**TASK OBJECTIVE**
Format the part of the data that opens with the line containing "return mask of carpeted floor" and closes with the line containing "267 225 L 264" as a JSON list of strings, one string per line, including both of those lines and skipping any blank lines.

**MATERIAL PROVIDED**
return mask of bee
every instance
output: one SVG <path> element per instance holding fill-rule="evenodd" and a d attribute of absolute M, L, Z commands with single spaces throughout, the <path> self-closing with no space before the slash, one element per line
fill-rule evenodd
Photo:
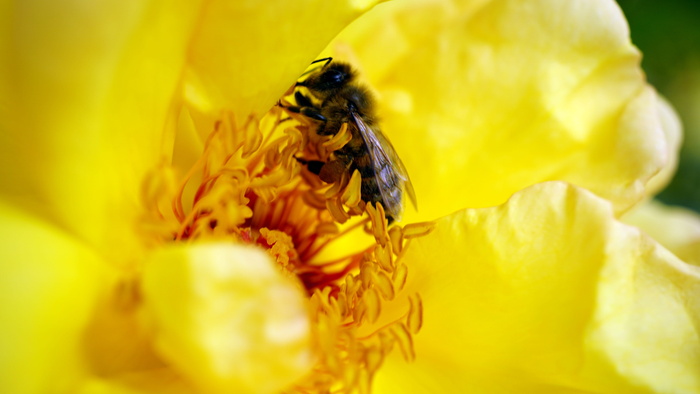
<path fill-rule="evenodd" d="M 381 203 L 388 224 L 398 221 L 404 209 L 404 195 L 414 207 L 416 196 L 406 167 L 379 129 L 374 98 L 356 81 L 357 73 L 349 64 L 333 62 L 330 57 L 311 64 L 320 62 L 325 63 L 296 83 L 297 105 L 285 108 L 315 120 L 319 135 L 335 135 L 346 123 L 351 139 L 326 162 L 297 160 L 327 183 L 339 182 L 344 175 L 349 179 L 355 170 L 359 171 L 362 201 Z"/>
...
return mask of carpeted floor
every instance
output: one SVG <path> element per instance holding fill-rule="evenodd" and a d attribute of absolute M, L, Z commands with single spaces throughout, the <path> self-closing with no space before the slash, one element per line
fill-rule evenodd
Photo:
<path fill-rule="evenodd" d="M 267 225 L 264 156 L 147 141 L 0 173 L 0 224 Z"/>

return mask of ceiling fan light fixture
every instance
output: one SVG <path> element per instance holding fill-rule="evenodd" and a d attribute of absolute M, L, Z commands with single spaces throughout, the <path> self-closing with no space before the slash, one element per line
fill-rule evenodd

**TASK SOLUTION**
[
  "return mask of carpeted floor",
  "every instance",
  "output: one SVG <path> element per instance holding fill-rule=\"evenodd\" and a d attribute of absolute M, L, Z commands with single spaces throughout, the <path> self-closing with no space before the slash, one element per line",
  "fill-rule evenodd",
  "Photo:",
  "<path fill-rule=\"evenodd\" d=\"M 267 225 L 264 156 L 147 141 L 0 173 L 0 224 Z\"/>"
]